Work to be completed. Reproduce the entries shown below only from the line with "(format x=103, y=919)" down to the line with "(format x=304, y=252)", keeping both end lines and copying each one exactly.

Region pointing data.
☆ ☆ ☆ ☆ ☆
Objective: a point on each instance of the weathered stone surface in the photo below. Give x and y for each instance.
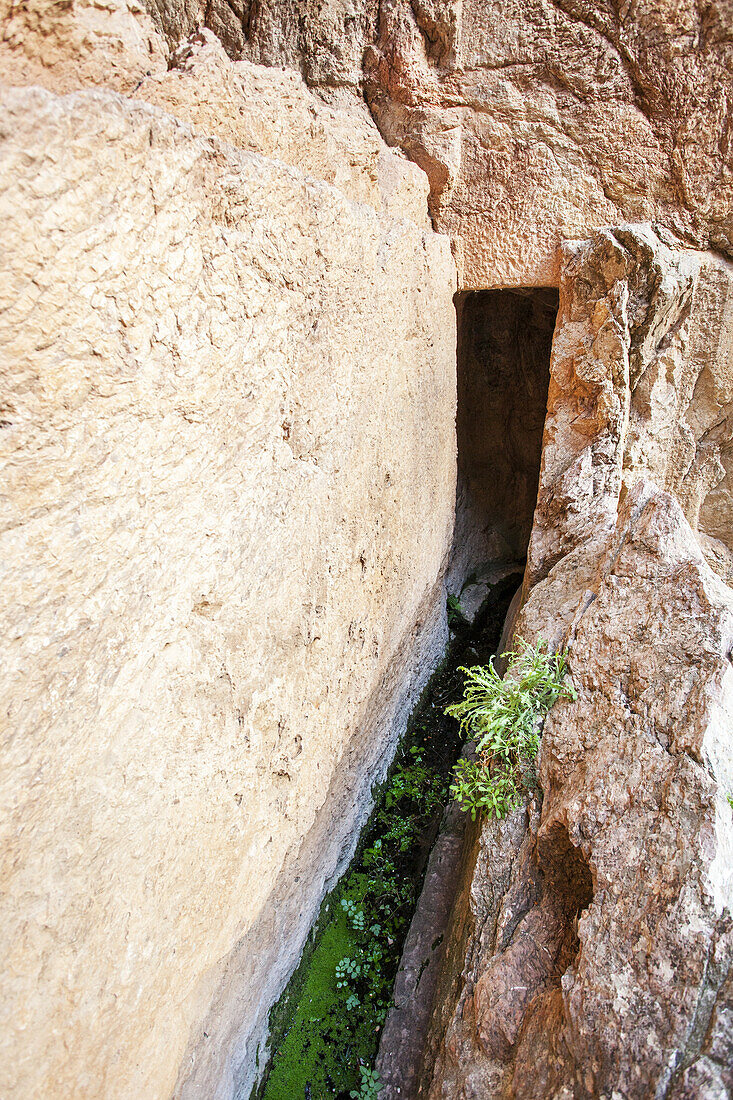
(542, 121)
(228, 441)
(639, 386)
(599, 964)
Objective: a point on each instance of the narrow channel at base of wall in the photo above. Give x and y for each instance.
(222, 1060)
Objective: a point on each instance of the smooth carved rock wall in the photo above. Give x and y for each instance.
(228, 400)
(535, 121)
(504, 340)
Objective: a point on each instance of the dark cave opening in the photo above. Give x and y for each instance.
(503, 355)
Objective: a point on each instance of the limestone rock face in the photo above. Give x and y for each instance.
(228, 446)
(271, 111)
(540, 121)
(535, 121)
(601, 936)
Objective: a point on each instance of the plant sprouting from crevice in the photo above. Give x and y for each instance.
(504, 716)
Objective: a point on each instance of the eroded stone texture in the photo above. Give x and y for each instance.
(228, 400)
(66, 44)
(598, 965)
(639, 386)
(271, 111)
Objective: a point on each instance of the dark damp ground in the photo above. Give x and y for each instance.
(325, 1031)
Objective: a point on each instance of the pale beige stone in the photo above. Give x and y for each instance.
(639, 386)
(66, 44)
(271, 111)
(229, 468)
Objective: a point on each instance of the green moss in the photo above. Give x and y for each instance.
(310, 1053)
(326, 1029)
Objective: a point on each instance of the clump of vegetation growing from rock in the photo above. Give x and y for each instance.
(504, 716)
(326, 1029)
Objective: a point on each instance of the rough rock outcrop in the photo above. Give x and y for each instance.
(542, 121)
(227, 427)
(602, 936)
(228, 444)
(641, 385)
(535, 121)
(591, 953)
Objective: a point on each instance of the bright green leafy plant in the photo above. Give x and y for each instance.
(504, 717)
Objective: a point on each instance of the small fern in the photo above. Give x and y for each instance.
(504, 716)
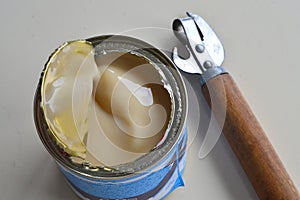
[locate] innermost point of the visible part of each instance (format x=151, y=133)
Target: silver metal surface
x=203, y=45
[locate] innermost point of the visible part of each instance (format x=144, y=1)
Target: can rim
x=58, y=152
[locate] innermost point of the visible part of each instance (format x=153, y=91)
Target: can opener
x=233, y=114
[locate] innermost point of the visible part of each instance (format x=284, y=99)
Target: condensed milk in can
x=111, y=110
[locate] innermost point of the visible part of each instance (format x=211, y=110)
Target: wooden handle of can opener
x=248, y=141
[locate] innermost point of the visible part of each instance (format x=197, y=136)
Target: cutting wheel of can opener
x=240, y=127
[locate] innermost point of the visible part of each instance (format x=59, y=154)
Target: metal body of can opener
x=239, y=125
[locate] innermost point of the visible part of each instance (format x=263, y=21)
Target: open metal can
x=154, y=174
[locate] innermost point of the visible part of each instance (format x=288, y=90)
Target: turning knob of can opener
x=239, y=125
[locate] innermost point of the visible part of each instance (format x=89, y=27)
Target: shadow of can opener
x=239, y=125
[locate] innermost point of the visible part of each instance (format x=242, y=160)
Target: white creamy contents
x=106, y=110
x=66, y=94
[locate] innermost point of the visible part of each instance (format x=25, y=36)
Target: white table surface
x=261, y=39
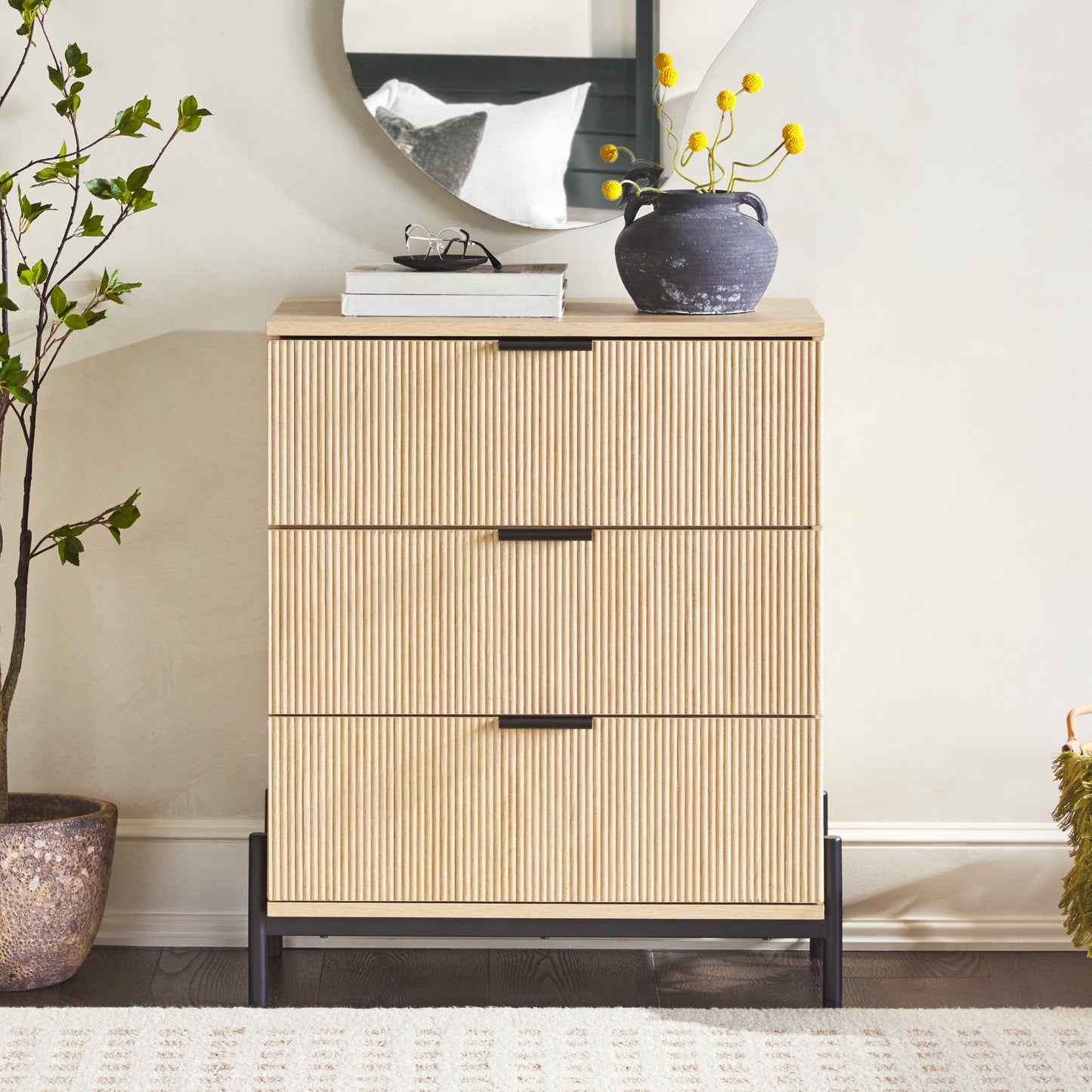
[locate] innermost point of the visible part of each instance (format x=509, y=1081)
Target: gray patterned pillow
x=444, y=151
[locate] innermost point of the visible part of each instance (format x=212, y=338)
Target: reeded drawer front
x=447, y=623
x=456, y=809
x=460, y=434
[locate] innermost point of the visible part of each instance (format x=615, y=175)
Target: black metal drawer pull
x=545, y=722
x=544, y=534
x=545, y=344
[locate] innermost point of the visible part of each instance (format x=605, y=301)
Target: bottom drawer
x=630, y=810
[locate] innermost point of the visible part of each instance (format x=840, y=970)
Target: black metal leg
x=832, y=938
x=258, y=939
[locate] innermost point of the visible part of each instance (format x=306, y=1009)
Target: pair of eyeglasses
x=450, y=243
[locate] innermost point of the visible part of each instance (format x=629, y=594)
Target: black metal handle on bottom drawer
x=544, y=534
x=545, y=722
x=545, y=344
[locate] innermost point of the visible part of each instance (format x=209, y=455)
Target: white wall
x=476, y=27
x=938, y=220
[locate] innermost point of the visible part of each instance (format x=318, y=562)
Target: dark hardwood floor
x=428, y=976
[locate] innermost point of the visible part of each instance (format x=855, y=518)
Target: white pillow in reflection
x=519, y=172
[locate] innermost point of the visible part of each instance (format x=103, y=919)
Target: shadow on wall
x=145, y=674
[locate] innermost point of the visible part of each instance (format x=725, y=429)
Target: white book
x=450, y=306
x=481, y=280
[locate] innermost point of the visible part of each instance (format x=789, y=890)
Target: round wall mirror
x=506, y=105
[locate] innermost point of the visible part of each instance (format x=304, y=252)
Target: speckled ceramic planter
x=696, y=253
x=54, y=868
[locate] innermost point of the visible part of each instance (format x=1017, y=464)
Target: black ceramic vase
x=696, y=253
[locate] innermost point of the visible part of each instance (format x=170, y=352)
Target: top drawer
x=466, y=434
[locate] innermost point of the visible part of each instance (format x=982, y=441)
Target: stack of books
x=523, y=292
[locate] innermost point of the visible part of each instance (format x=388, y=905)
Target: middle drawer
x=630, y=623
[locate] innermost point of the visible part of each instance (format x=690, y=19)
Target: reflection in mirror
x=506, y=104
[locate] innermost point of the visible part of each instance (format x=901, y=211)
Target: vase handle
x=635, y=203
x=757, y=203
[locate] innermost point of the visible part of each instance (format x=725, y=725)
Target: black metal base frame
x=824, y=934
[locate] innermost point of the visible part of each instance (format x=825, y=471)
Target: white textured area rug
x=545, y=1050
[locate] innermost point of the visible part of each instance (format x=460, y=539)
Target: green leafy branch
x=36, y=273
x=68, y=540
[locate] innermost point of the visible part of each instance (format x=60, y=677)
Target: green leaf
x=138, y=179
x=29, y=210
x=190, y=115
x=131, y=120
x=76, y=60
x=34, y=274
x=14, y=379
x=91, y=226
x=69, y=549
x=142, y=201
x=100, y=188
x=124, y=517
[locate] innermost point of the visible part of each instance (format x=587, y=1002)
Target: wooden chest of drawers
x=544, y=616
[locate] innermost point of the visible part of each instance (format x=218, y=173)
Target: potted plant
x=56, y=851
x=698, y=252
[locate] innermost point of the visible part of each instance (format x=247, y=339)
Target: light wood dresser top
x=583, y=318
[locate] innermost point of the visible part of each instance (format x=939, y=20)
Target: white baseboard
x=926, y=886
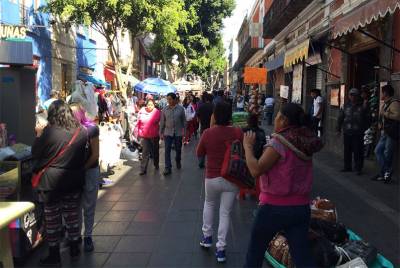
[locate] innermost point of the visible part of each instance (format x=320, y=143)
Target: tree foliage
x=198, y=42
x=109, y=17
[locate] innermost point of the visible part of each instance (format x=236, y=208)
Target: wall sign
x=284, y=92
x=297, y=83
x=335, y=97
x=12, y=31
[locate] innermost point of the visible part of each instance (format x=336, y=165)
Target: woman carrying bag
x=59, y=152
x=286, y=179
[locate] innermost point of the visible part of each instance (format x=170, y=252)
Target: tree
x=209, y=66
x=109, y=17
x=200, y=47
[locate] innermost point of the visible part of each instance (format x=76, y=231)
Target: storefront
x=361, y=56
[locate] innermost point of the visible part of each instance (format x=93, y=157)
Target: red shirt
x=213, y=145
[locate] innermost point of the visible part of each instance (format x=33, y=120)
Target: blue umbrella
x=155, y=86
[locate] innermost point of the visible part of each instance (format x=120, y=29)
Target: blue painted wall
x=40, y=38
x=10, y=12
x=85, y=51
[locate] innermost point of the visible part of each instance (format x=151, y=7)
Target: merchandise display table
x=9, y=211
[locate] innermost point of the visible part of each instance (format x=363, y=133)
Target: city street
x=152, y=221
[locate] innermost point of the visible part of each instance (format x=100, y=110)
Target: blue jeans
x=177, y=141
x=293, y=220
x=384, y=153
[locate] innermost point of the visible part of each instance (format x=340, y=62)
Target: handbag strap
x=63, y=149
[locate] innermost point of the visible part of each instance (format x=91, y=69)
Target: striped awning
x=363, y=15
x=297, y=54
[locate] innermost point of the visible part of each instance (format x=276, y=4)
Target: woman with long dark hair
x=147, y=129
x=286, y=179
x=212, y=145
x=59, y=151
x=92, y=170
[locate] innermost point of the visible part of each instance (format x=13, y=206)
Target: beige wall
x=64, y=52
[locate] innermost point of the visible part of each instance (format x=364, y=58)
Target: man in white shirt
x=269, y=109
x=53, y=97
x=317, y=110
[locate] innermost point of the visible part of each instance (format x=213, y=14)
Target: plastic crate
x=380, y=261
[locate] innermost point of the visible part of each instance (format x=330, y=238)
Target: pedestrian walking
x=390, y=133
x=317, y=110
x=54, y=95
x=269, y=105
x=92, y=176
x=147, y=130
x=172, y=125
x=59, y=152
x=213, y=144
x=286, y=179
x=353, y=119
x=190, y=114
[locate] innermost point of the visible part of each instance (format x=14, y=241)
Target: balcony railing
x=280, y=14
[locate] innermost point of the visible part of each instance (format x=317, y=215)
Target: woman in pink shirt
x=147, y=129
x=286, y=180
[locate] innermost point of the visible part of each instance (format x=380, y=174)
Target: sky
x=232, y=24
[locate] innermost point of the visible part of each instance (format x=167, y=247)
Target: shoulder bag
x=36, y=176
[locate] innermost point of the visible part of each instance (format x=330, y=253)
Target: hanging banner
x=297, y=54
x=255, y=75
x=284, y=92
x=335, y=97
x=297, y=83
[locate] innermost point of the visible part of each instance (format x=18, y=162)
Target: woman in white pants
x=212, y=145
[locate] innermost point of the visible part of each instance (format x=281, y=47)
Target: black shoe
x=54, y=258
x=377, y=178
x=167, y=171
x=88, y=244
x=387, y=178
x=74, y=250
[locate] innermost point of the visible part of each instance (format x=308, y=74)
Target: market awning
x=109, y=74
x=276, y=62
x=92, y=79
x=297, y=54
x=364, y=15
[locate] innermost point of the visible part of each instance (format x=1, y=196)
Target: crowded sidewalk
x=155, y=221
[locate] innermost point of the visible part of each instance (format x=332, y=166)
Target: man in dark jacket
x=353, y=119
x=390, y=132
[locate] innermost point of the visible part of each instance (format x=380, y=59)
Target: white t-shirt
x=317, y=104
x=269, y=101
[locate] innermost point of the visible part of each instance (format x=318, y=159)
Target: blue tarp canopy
x=95, y=81
x=155, y=86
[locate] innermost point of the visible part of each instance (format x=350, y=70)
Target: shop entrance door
x=362, y=68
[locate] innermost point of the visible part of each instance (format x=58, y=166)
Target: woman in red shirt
x=213, y=145
x=147, y=129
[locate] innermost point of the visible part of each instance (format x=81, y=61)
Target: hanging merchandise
☆ ☆ ☆ ☆ ☆
Response area.
[locate] innermost point of the visible part of each instance (format x=103, y=919)
Target: shadow on wall
x=145, y=674
[locate] innermost point of the visible part of each instance (format x=725, y=429)
Target: white book
x=450, y=306
x=481, y=280
[locate] innermost point of the visible part of each instance (format x=789, y=890)
Target: round wall mirror
x=506, y=105
[locate] innermost point of the visible part of each instance (format x=304, y=252)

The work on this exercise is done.